* _Exercise task_
Copy the lines of the listing below word for word, starting at the line with "If you could pick out the deep" and continuing through the end of the listing, both included.

[Begin Material shown]

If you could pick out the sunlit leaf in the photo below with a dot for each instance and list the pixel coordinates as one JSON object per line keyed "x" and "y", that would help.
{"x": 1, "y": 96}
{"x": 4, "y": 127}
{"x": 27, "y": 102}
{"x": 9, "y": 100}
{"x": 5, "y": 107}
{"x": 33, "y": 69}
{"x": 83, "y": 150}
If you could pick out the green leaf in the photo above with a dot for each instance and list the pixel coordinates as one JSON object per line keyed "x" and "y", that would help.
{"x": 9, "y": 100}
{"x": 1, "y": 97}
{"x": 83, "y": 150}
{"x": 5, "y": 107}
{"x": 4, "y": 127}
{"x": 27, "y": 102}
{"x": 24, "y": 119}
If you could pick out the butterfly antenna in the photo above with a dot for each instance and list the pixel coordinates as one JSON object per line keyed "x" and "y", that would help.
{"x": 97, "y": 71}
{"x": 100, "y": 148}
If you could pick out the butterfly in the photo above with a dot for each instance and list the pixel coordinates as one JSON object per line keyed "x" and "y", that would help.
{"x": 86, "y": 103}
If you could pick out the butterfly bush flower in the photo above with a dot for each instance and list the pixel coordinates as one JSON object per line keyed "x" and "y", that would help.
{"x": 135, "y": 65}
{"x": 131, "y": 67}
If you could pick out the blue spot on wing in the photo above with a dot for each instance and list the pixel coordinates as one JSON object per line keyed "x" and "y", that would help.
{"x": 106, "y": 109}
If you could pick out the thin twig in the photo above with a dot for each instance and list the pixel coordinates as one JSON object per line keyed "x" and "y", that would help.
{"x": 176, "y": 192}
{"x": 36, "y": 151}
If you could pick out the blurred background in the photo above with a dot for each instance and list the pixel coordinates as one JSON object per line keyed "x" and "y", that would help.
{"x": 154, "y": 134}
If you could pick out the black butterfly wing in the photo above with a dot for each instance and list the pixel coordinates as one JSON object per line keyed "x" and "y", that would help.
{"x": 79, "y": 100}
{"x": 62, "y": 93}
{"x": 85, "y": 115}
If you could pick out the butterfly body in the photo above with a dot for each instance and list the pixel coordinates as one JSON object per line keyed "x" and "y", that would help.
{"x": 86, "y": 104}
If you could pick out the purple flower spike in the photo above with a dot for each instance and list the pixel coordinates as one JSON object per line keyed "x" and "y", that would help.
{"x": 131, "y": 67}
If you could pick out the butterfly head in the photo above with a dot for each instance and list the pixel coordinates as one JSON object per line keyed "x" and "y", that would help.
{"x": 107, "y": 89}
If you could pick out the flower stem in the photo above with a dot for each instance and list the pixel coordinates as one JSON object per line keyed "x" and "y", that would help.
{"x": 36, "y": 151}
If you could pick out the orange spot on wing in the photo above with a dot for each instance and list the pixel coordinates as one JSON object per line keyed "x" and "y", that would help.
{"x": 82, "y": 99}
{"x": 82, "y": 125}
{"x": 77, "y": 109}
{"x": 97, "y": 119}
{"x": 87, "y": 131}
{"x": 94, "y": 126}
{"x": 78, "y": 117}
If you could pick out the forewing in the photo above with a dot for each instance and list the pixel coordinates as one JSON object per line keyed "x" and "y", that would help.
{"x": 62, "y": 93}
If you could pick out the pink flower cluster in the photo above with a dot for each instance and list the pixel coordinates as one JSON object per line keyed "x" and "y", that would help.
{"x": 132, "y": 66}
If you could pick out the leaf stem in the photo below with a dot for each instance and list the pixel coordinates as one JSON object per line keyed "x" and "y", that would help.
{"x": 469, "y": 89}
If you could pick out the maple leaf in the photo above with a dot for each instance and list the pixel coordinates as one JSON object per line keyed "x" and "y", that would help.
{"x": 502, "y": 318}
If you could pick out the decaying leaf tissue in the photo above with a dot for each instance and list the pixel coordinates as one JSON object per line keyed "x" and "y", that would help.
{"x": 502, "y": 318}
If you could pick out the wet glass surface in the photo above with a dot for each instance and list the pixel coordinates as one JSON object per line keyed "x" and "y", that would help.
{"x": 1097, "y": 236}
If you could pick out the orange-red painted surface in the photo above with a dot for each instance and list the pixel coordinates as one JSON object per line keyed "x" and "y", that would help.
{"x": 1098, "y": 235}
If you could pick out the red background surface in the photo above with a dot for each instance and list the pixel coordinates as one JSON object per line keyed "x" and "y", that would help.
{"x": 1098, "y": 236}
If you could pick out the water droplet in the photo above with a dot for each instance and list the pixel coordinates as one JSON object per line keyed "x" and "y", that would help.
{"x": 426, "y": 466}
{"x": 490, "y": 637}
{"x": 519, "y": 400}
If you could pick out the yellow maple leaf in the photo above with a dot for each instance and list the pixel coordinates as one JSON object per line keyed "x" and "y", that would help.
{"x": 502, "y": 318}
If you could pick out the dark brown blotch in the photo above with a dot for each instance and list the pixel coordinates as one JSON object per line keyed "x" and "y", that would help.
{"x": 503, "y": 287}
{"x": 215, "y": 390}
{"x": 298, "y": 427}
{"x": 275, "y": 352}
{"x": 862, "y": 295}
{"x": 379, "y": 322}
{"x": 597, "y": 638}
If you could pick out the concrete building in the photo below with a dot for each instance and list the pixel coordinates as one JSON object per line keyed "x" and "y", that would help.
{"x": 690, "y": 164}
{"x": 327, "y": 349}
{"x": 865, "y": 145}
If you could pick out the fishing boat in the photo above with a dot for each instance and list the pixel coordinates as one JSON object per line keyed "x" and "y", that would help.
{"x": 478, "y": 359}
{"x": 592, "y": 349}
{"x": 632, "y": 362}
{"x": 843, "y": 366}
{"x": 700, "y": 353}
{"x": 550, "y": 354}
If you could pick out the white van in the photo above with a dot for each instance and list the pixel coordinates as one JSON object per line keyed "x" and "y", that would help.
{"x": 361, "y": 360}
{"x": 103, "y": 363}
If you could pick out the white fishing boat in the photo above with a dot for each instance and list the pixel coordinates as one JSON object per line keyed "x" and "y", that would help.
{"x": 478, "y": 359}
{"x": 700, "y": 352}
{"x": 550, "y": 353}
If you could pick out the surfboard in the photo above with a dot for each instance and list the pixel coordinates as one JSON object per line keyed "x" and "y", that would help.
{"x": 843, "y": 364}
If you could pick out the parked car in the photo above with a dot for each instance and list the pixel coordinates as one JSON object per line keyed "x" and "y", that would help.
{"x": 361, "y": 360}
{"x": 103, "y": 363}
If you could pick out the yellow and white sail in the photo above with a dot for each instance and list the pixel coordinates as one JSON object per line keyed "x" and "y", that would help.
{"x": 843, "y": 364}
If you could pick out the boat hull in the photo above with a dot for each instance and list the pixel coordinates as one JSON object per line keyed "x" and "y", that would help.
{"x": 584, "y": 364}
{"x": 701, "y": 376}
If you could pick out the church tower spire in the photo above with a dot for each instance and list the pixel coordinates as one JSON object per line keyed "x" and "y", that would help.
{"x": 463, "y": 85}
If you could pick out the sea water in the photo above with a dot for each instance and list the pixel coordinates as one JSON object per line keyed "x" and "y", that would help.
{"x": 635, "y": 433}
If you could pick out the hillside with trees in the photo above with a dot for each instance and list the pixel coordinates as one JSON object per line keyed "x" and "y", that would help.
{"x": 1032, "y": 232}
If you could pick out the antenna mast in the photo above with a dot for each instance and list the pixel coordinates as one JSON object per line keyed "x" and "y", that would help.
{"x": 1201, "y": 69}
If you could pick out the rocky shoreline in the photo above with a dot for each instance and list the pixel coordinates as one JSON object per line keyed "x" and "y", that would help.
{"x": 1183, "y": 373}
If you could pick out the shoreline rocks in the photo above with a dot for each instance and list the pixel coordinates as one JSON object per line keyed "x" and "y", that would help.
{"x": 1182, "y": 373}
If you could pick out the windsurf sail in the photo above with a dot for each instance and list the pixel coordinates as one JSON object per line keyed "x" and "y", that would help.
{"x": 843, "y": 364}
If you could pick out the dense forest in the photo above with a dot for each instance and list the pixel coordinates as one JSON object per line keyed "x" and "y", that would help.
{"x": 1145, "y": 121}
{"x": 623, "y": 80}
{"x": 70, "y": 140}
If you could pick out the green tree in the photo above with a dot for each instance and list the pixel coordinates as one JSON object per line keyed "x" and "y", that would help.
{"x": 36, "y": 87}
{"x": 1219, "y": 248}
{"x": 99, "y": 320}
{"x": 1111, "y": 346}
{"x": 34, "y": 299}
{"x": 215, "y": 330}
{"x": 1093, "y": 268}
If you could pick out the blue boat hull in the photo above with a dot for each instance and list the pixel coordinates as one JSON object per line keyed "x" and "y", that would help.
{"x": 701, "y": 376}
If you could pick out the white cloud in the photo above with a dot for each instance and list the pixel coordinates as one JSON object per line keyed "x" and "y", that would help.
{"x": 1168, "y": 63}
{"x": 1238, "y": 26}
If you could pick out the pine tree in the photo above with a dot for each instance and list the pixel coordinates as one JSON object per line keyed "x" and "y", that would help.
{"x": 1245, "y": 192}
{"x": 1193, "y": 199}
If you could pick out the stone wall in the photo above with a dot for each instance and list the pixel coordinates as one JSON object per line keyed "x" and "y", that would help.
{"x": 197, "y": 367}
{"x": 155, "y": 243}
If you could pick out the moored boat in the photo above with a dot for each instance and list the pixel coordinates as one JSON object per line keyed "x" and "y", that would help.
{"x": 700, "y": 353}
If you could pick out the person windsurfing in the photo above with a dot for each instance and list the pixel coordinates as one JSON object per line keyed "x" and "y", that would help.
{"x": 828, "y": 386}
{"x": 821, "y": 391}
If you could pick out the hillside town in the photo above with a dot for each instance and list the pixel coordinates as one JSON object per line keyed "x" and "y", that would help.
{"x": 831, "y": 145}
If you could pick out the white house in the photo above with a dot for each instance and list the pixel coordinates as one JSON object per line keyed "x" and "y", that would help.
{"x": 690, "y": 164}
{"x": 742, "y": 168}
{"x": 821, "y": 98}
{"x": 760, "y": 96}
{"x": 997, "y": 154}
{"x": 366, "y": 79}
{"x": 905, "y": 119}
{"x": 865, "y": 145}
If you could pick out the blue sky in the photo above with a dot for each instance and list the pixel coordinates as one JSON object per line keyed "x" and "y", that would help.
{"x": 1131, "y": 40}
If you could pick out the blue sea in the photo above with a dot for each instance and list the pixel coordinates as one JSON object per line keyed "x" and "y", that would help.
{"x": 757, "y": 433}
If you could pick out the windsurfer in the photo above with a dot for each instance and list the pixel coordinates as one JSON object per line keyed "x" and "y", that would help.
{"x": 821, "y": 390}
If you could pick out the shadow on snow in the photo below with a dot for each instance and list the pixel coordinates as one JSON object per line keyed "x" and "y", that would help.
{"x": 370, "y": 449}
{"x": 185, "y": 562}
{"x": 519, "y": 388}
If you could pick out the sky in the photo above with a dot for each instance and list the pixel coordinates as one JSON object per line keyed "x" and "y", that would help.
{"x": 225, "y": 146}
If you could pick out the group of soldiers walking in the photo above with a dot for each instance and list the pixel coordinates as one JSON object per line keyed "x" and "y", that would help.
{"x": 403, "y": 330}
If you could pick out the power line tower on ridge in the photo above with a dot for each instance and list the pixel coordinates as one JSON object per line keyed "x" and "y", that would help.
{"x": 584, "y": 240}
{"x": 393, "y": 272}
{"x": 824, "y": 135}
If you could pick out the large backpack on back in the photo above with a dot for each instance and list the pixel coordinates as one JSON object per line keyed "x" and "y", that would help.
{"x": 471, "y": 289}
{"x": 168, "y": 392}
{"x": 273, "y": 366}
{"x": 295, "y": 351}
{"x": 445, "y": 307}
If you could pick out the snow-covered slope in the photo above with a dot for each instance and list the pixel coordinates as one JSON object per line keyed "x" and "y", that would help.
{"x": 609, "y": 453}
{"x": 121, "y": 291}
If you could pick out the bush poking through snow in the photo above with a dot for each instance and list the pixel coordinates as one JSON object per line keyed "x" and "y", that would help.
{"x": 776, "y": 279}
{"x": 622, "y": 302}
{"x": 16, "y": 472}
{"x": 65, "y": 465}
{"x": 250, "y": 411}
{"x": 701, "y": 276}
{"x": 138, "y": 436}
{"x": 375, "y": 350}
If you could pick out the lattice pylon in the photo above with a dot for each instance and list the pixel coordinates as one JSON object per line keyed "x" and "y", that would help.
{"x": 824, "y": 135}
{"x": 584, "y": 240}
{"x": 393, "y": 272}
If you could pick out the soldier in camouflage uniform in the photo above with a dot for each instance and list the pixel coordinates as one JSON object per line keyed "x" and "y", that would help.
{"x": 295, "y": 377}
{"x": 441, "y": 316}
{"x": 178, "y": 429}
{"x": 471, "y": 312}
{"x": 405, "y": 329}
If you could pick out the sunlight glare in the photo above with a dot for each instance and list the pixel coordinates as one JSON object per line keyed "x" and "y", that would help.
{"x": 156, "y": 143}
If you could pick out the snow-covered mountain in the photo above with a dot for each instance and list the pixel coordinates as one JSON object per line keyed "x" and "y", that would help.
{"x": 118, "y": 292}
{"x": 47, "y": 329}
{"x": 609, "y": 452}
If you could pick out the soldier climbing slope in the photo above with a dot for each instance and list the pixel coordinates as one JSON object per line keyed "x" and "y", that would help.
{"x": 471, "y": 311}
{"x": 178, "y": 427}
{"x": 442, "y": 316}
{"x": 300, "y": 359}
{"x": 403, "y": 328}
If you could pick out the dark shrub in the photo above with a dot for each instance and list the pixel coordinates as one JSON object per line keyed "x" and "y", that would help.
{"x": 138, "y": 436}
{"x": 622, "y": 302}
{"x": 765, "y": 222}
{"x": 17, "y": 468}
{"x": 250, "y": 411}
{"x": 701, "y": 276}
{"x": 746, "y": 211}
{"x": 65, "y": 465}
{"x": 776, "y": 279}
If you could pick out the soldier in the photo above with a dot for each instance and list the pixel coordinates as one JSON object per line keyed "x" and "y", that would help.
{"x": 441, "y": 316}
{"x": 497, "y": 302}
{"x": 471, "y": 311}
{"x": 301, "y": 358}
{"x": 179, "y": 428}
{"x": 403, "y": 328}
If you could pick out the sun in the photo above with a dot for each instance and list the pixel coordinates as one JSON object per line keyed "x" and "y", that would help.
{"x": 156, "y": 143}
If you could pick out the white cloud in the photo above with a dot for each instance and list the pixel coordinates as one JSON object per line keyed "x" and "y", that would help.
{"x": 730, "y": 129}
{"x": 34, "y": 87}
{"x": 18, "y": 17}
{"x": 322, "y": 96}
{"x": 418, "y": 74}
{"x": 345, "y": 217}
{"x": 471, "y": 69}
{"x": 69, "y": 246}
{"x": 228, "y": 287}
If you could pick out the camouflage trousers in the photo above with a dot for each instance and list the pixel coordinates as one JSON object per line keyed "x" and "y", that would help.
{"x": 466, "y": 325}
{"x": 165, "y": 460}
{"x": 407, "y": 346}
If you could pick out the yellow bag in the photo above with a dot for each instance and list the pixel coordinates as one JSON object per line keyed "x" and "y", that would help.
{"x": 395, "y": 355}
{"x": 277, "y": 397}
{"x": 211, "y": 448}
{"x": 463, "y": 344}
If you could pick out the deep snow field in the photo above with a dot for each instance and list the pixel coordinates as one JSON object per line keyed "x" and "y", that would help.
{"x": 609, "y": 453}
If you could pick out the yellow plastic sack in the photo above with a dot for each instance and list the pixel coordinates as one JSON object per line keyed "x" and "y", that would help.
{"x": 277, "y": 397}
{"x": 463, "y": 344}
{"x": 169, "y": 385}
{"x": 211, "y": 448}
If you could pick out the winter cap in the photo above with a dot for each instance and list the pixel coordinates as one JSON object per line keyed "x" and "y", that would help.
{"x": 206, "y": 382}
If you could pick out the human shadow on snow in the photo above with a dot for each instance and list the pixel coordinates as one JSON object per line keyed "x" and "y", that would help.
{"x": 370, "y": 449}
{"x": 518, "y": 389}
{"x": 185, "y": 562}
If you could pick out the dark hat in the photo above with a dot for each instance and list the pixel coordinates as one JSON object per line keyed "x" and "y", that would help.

[End Material shown]

* _Response below_
If you could pick out the deep snow field in the photo above with a dot for each instance and list the pixel coordinates as one JSON object per line keyed "x" and "y", that would help.
{"x": 609, "y": 453}
If you could pick out the yellow plastic sack in the photo above with a dot for each instance and list the pixel coordinates as one JSON object per line keyed "x" and "y", that would help.
{"x": 277, "y": 397}
{"x": 463, "y": 344}
{"x": 169, "y": 385}
{"x": 211, "y": 448}
If you could pick out the winter cap in the photo above with a dot for each instance and list the pixel coordinates as one JSON object per line keyed "x" and "y", that would help.
{"x": 206, "y": 382}
If you could pick out the human shadow on snow in the photo above with a dot for each instance and list the pixel coordinates as one JSON object per line keyed "x" and "y", that would help.
{"x": 370, "y": 449}
{"x": 518, "y": 389}
{"x": 185, "y": 562}
If you could pick out the dark hat in the photo above with a dot for each instance and list the pixel coordinates as one JSON object per line keyed "x" and "y", that would help.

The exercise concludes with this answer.